— START OF EXTRACTED TEXT —

Oooh, sure! I'd love to reread it. I think I have it on the shelf... if I can't find it, I guess I'll get another copy! I wonder if they have it for Kindle (my best Christmas gift!)?

Quote:


Originally Posted by *Hazelnut* 
For instance, the whole "ask a woman for help" idea, and not a man, is hard for me to explain. Rejecting offered help but asking someone yourself if lost. I cant' explain that one at all.









Ok, so this will come up in the context of the chapter eventually ;-) but quickly.... My experience is, you don't have to explain these. My four-year-old was watching Caillou, and they modeled the "look for a police officer if you're lost" thing. So I asked him, if he was lost, who would he look for? And, without ANY prompting, he said he'd look for a mommy. And kids, unless they're extremely shy, will usually ask for help if they haven't been taught not to.

— END OF EXTRACTED TEXT —
— START OF RAW DATA —

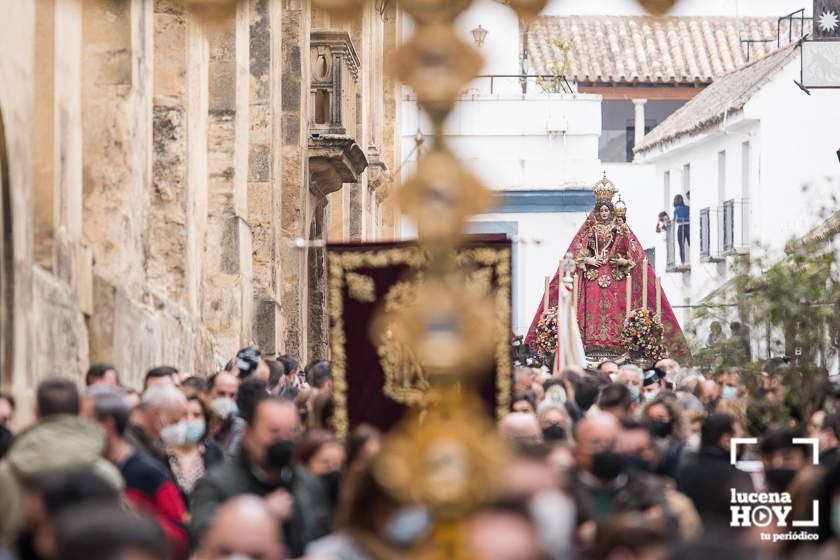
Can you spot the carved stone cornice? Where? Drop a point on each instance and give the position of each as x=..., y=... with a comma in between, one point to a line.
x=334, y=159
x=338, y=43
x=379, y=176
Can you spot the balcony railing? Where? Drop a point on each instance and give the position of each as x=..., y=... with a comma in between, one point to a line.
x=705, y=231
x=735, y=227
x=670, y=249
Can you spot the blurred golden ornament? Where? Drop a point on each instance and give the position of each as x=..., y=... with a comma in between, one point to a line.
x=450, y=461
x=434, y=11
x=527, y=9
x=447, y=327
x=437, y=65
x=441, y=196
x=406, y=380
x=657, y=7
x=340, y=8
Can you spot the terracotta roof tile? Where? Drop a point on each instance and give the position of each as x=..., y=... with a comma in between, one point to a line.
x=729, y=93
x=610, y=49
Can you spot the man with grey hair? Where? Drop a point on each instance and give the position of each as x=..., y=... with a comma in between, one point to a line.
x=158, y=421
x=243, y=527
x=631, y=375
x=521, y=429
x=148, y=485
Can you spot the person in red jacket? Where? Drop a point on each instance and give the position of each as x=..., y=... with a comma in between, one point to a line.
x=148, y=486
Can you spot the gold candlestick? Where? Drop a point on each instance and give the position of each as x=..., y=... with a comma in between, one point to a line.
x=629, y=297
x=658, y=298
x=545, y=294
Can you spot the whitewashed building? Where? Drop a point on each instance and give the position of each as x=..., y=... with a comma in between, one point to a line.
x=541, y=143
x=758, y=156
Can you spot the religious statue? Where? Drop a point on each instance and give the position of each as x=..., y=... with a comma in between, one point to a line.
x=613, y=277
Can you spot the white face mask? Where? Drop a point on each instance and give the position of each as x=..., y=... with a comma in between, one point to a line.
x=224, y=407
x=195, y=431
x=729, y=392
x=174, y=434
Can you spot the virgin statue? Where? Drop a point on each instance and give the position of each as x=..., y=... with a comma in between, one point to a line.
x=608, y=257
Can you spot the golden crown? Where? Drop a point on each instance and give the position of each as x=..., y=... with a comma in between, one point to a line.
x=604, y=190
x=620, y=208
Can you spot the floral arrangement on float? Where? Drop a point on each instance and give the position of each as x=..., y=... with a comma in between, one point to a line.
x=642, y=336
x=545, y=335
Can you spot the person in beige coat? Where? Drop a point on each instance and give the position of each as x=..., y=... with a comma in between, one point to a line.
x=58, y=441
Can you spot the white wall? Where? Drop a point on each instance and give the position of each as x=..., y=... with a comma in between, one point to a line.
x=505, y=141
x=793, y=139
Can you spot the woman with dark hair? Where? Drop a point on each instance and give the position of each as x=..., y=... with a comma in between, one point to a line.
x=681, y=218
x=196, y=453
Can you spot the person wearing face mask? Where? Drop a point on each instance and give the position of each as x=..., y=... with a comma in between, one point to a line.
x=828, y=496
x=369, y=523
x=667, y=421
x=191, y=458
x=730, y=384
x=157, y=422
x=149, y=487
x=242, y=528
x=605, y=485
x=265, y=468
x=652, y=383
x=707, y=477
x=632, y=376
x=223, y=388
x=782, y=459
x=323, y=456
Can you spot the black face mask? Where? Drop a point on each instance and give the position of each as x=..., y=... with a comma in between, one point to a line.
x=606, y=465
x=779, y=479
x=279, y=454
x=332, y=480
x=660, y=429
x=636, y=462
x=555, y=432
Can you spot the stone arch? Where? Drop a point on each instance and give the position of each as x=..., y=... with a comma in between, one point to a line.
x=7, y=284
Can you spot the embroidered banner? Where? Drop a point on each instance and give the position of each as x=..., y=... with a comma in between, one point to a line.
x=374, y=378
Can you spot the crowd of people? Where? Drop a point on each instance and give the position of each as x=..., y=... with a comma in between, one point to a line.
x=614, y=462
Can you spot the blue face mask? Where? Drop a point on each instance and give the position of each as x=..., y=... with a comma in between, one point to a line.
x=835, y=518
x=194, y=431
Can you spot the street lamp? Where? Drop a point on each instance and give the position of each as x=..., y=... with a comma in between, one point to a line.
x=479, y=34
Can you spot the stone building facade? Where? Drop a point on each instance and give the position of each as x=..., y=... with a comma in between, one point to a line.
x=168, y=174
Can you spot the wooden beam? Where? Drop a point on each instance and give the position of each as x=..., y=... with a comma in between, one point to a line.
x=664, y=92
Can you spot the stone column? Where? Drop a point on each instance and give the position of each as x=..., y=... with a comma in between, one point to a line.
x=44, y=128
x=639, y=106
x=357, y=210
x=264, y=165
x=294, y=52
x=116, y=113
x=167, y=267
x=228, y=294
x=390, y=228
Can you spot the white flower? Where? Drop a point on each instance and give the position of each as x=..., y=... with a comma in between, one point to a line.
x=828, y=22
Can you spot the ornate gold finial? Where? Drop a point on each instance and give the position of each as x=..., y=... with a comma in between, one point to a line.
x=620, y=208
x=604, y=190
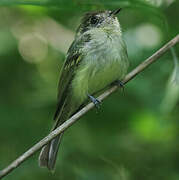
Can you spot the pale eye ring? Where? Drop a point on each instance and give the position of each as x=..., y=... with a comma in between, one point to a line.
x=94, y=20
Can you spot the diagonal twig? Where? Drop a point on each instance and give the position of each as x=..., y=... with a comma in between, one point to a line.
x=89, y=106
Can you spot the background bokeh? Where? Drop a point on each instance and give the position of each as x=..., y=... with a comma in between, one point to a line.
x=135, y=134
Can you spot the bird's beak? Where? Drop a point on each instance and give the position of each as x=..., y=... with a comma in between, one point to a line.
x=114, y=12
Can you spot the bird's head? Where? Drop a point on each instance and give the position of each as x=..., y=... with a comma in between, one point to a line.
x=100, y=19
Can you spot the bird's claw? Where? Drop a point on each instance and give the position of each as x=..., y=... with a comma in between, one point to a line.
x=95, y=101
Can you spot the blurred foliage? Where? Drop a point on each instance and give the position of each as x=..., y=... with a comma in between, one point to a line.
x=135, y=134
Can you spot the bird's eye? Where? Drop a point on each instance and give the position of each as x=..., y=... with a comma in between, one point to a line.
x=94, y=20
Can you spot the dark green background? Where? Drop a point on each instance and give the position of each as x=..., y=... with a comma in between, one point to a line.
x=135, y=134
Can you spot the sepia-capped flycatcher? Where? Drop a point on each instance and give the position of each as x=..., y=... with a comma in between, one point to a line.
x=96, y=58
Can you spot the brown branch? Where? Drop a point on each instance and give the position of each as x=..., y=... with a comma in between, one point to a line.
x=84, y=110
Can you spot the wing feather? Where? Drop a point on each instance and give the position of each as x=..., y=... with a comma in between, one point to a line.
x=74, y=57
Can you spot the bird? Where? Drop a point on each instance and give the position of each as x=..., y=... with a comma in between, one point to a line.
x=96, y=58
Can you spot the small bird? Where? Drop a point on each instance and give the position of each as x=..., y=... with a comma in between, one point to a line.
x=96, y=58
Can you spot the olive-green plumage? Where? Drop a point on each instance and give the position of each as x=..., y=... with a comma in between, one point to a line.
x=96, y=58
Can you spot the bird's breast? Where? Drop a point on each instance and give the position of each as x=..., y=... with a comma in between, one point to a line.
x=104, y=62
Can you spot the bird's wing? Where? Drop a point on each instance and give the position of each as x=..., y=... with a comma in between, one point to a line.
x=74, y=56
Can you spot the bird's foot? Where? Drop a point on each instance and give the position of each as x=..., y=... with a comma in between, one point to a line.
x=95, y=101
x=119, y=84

— END OF RAW DATA —

__INSTRUCTIONS__:
[A] In the forum thread about children asking for help when lost, reproduce the passage from "Originally Posted by" to "taught not to.".
[B] Condense the paragraph in the forum thread about children asking for help that begins "Ok, so this will come up" into a short bulleted list that keeps its main facts.
[C] Continue the forum thread about children asking for help when lost, picking up after its final sentence.
The rows have no connection to the forum thread.

__TASK RESULTS__:
[A]
Originally Posted by *Hazelnut* 
For instance, the whole "ask a woman for help" idea, and not a man, is hard for me to explain. Rejecting offered help but asking someone yourself if lost. I cant' explain that one at all.









Ok, so this will come up in the context of the chapter eventually ;-) but quickly.... My experience is, you don't have to explain these. My four-year-old was watching Caillou, and they modeled the "look for a police officer if you're lost" thing. So I asked him, if he was lost, who would he look for? And, without ANY prompting, he said he'd look for a mommy. And kids, unless they're extremely shy, will usually ask for help if they haven't been taught not to.

[B]
- The topic will come up in the chapter later, but in short, these points don't need explaining.
- A four-year-old watching Caillou saw the "look for a police officer if you're lost" advice modeled.
- When asked whom he would look for if lost, he said, without any prompting, that he'd look for a mommy.
- Unless they are extremely shy, kids usually ask for help if they haven't been taught not to.

[C]
That's what I love about this book: it's totally about trusting your intuition and not letting it get drowned out by social messages of "propriety".


----------



## ShadowMom (Jun 25, 2004)

I can't wait until the thread is started tomorrow to discuss the first chapter.

I checked it out from the library (had read it a few years ago) and I guess my perspective has changed considerably since then.

So, I'm looking forward to the thread starting so I can get others' thoughts on some things.

Should be a good discussion!


----------



## phathui5 (Jan 8, 2002)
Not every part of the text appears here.